• [PROBLEM DETAILS] Your task is to return the line containing "Thank you for the photo. Please point out the combat" plus every line after it, exactly and with nothing added.

[Recorded data]
►
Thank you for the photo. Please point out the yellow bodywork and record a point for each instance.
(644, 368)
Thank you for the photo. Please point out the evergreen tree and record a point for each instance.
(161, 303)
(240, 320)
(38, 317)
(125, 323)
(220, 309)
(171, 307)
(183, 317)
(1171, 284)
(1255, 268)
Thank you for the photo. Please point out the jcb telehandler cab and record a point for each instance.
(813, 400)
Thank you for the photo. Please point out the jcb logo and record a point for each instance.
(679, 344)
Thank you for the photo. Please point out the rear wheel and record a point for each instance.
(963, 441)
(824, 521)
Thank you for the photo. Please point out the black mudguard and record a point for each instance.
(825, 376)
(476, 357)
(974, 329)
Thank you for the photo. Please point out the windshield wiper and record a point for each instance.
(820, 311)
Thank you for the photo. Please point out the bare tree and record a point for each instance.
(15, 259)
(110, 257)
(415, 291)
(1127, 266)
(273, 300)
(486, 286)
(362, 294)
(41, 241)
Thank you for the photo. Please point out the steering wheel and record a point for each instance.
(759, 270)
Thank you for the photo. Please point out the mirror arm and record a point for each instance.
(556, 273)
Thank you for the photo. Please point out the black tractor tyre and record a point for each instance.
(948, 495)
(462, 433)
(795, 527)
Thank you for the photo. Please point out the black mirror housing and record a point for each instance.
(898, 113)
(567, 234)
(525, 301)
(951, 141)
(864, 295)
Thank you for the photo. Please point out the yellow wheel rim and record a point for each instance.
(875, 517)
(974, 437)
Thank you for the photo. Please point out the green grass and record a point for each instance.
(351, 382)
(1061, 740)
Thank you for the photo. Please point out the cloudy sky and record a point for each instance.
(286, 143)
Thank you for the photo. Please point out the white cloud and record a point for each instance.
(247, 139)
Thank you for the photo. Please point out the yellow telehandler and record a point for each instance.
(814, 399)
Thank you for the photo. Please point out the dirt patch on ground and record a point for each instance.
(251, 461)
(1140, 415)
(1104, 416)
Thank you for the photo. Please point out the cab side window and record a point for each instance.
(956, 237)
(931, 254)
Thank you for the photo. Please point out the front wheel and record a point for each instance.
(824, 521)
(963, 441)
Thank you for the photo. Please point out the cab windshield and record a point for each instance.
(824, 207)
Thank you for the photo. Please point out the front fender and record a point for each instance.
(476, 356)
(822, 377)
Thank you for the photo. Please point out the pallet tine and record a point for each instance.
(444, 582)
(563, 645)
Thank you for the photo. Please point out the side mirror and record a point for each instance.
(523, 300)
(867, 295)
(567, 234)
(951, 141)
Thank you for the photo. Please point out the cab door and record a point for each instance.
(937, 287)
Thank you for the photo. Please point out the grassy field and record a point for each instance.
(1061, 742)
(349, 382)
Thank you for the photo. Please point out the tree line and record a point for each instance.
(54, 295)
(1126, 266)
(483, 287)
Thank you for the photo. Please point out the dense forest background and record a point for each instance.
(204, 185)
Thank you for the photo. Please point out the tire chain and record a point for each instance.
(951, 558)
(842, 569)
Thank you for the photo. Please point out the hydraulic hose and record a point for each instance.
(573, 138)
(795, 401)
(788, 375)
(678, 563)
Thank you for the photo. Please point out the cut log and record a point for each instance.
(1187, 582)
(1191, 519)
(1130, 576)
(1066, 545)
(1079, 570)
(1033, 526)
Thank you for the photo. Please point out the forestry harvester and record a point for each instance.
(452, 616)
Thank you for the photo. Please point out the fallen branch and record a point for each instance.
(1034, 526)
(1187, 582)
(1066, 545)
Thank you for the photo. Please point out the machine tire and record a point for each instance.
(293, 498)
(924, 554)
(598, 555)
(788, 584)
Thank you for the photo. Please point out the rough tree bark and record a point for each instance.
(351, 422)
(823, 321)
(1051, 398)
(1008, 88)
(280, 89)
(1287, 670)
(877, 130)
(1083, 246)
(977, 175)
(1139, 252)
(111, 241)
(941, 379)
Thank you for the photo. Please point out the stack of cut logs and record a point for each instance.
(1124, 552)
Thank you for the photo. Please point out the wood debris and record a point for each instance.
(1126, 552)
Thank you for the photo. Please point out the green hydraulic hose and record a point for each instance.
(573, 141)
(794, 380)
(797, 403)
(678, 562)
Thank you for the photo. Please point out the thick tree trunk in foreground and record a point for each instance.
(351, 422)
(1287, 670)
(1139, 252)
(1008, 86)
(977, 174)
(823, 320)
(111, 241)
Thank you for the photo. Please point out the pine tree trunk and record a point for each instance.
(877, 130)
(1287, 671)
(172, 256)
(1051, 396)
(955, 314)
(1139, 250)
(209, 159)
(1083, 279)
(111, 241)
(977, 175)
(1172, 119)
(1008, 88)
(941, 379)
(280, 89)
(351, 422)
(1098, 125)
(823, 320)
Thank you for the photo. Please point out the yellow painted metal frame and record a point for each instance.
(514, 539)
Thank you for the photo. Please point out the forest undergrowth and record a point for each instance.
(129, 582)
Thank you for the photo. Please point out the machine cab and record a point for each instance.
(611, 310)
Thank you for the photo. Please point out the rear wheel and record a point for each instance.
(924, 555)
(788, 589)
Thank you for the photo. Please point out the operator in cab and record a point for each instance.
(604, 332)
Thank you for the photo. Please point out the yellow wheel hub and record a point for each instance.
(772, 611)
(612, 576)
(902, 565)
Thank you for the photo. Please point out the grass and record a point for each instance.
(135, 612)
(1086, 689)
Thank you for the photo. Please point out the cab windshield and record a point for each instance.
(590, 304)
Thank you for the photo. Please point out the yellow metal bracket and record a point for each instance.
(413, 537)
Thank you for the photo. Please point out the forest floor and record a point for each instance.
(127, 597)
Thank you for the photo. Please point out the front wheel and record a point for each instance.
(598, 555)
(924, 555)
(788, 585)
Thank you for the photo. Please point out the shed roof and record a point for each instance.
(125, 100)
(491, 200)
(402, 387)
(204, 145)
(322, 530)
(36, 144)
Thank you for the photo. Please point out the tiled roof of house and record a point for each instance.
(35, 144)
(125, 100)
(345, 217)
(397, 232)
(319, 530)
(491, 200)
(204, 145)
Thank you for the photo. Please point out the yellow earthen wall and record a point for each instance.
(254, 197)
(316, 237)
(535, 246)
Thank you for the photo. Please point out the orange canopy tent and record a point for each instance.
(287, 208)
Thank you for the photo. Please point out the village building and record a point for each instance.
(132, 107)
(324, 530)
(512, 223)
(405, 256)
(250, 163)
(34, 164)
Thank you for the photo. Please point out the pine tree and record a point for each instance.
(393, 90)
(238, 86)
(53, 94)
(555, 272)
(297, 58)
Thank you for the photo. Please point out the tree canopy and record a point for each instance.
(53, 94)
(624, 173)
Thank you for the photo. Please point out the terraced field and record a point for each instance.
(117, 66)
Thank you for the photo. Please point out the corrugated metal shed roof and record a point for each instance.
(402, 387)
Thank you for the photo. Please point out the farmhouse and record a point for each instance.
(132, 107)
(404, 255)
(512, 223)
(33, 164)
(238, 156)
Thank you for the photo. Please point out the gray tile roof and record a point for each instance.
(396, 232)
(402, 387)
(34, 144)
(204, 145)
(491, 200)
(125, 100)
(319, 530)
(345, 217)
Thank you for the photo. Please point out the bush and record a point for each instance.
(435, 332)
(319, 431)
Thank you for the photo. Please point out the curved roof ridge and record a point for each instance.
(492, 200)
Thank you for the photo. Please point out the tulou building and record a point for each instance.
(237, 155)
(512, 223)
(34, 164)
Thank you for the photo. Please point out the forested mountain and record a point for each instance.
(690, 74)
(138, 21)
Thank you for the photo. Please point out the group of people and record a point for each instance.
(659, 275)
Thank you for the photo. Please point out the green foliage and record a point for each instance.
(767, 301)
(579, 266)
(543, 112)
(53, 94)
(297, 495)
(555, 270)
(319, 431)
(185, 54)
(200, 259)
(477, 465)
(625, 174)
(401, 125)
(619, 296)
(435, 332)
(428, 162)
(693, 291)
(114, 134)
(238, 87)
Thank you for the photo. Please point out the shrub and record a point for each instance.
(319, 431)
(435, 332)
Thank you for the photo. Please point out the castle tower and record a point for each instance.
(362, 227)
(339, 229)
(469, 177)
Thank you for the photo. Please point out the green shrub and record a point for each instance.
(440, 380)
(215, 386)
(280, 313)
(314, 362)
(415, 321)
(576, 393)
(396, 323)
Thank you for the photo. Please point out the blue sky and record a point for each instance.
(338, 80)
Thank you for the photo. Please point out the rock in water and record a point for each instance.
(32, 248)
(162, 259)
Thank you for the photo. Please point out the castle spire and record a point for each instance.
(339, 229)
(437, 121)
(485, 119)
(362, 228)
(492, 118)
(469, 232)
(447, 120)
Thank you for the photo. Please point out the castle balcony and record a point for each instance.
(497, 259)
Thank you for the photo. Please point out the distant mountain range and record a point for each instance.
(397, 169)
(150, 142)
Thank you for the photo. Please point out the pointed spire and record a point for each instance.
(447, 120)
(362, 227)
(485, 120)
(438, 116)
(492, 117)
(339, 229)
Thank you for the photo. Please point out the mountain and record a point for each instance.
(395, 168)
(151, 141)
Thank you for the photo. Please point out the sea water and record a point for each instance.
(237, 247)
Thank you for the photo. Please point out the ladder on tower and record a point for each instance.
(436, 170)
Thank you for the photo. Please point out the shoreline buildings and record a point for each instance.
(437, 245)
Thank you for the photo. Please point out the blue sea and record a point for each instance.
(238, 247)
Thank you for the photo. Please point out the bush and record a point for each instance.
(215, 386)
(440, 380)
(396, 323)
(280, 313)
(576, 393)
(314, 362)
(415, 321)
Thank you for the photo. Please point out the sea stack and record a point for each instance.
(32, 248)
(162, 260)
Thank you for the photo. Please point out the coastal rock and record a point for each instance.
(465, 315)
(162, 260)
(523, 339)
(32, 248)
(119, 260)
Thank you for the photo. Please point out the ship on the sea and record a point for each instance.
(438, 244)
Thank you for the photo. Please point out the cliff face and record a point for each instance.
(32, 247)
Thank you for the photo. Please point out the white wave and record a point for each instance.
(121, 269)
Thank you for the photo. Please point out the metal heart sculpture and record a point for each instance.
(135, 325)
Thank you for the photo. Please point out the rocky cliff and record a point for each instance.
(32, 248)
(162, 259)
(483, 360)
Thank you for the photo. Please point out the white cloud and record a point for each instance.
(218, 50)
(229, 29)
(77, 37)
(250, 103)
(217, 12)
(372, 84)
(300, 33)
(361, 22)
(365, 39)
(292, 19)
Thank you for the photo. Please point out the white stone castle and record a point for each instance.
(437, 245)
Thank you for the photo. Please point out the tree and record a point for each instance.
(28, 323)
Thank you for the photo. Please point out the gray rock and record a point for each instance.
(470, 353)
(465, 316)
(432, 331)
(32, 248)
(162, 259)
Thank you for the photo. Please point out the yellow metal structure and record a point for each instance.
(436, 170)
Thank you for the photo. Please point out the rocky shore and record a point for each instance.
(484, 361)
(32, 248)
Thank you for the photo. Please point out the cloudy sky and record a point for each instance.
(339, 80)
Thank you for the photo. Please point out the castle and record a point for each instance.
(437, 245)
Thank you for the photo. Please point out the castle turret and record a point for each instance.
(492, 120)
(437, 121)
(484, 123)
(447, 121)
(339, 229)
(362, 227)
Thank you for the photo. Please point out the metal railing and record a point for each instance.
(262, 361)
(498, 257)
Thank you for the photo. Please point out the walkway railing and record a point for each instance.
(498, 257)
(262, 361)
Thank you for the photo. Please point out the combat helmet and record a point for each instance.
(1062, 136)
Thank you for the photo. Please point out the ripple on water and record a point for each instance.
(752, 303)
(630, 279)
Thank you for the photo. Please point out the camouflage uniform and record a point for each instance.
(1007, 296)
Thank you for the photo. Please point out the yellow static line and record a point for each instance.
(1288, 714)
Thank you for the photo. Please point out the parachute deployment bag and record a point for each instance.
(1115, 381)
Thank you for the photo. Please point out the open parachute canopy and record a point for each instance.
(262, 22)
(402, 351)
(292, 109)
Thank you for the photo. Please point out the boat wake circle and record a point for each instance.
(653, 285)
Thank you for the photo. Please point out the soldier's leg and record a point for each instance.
◄
• [COMPLETE RESPONSE]
Thank you for the photo. Please point out the combat helmet and record a point for each instance.
(1062, 136)
Thank you for the photo. Please point out the ripple on water and record a point for each instance.
(752, 303)
(630, 279)
Thank you for the photo. Please point out the camouflage uniform and record a point for each instance.
(1007, 296)
Thank you for the photo. Please point out the yellow static line and record a point for each instance.
(1288, 714)
Thank you for the photo. Please point out the parachute deployment bag and record a point for each instance.
(1115, 381)
Thank you for the photo. Please point out the open parachute canopy and record a point for each instance.
(262, 22)
(402, 351)
(292, 109)
Thank you for the photo. Please point out the boat wake circle and record a point for each instance.
(653, 285)
Thank you for the photo. Please point out the soldier's leg and record a point for each instance.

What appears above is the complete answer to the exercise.